■ TASK BRIEF ■
For each line below that contains the word "region", return that line.

EXERCISE MATERIAL Block Start

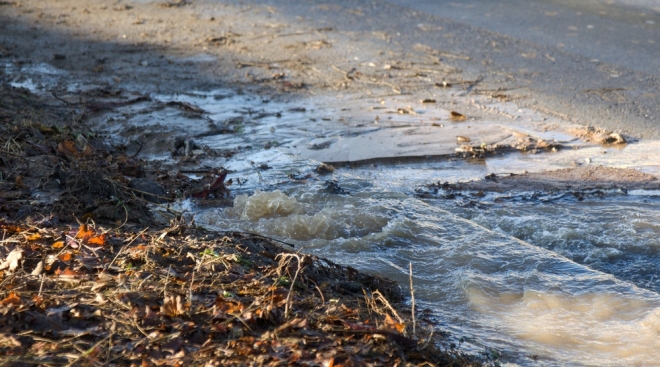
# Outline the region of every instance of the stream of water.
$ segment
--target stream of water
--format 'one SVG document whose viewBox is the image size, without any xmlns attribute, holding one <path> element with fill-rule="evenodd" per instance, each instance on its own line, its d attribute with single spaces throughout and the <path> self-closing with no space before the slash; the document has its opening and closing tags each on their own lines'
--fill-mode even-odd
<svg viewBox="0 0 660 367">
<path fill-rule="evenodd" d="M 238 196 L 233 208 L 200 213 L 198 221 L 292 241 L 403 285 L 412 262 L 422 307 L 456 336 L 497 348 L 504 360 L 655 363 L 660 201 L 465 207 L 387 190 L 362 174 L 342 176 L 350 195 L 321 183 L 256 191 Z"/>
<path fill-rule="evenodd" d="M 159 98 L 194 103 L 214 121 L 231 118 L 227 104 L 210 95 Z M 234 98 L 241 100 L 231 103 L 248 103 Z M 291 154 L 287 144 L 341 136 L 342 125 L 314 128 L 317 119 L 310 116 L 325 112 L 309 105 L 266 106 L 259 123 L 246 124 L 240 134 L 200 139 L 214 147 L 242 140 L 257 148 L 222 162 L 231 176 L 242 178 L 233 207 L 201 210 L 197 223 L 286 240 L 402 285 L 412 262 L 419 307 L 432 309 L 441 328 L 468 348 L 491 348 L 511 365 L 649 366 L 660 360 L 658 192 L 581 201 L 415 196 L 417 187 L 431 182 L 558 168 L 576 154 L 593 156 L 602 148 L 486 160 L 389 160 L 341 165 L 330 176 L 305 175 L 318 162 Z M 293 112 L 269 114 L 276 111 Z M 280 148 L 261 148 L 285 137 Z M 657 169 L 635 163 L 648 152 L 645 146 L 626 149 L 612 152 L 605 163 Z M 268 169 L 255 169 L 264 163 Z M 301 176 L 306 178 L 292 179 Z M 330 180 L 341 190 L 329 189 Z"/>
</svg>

EXERCISE MATERIAL Block End
EXERCISE MATERIAL Block Start

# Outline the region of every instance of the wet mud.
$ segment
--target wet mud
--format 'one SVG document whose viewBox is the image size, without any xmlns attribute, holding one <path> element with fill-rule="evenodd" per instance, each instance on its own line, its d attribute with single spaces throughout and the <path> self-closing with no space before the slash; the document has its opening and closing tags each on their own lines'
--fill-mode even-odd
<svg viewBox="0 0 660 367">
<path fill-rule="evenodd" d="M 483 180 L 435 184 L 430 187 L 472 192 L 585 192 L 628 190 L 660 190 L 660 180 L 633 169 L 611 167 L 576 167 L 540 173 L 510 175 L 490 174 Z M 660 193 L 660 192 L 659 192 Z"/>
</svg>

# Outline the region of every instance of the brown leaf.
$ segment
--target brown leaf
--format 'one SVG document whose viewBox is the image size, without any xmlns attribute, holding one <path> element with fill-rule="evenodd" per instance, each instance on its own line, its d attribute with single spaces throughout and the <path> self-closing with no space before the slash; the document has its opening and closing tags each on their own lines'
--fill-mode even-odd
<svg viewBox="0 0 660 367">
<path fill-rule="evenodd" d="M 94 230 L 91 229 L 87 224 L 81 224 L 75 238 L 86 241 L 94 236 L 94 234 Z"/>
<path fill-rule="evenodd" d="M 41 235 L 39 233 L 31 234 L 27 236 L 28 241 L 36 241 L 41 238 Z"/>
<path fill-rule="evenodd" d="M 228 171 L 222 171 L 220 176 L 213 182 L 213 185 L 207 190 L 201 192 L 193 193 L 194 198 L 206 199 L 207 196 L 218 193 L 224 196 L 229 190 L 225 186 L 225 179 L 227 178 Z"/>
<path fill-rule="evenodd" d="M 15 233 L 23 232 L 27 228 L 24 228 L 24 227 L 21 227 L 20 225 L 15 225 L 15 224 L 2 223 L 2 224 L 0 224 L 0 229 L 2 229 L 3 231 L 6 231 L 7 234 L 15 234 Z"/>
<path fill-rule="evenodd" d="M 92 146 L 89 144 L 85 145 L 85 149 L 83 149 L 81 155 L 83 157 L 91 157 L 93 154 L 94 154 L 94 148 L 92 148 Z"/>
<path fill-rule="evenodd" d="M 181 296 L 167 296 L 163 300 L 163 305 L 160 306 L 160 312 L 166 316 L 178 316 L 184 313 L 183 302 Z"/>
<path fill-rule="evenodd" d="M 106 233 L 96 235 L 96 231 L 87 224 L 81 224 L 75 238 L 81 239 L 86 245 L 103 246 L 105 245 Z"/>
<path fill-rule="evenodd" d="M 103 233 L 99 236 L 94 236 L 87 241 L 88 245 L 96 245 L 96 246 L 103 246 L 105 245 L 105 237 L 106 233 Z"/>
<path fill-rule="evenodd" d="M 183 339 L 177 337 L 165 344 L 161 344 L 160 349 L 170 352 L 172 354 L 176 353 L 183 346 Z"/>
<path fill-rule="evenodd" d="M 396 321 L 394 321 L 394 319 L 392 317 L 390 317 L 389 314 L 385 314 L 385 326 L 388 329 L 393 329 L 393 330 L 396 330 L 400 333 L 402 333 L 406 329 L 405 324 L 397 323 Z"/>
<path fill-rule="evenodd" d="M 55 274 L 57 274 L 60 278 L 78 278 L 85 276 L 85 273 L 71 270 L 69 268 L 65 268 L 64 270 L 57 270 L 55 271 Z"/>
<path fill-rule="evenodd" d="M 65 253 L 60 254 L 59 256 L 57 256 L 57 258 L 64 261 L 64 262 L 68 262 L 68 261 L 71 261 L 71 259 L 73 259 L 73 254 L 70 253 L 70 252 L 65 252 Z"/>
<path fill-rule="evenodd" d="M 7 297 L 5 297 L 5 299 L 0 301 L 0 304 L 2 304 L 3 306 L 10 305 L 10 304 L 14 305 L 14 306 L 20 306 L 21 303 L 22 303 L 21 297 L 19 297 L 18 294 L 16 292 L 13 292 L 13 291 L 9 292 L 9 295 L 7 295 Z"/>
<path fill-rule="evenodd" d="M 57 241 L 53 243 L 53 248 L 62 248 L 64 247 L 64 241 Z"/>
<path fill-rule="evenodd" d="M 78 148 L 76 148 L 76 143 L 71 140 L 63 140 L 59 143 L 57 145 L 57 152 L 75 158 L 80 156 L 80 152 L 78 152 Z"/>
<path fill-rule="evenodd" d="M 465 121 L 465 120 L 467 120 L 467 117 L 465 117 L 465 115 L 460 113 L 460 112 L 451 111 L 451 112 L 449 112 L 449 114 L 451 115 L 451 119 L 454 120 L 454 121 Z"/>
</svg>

EXERCISE MATERIAL Block End
EXERCISE MATERIAL Block Start

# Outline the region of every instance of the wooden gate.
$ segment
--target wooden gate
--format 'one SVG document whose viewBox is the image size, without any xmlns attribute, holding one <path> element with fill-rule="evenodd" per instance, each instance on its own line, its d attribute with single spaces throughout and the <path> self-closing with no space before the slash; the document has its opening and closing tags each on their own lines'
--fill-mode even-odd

EXERCISE MATERIAL Block End

■ RESULT OF THIS TASK ■
# Outline the region of every instance of the stream of water.
# Outline the region of every instance of the wet mud.
# Outline the region of every instance of the brown leaf.
# Outline the region of every instance of the wooden gate.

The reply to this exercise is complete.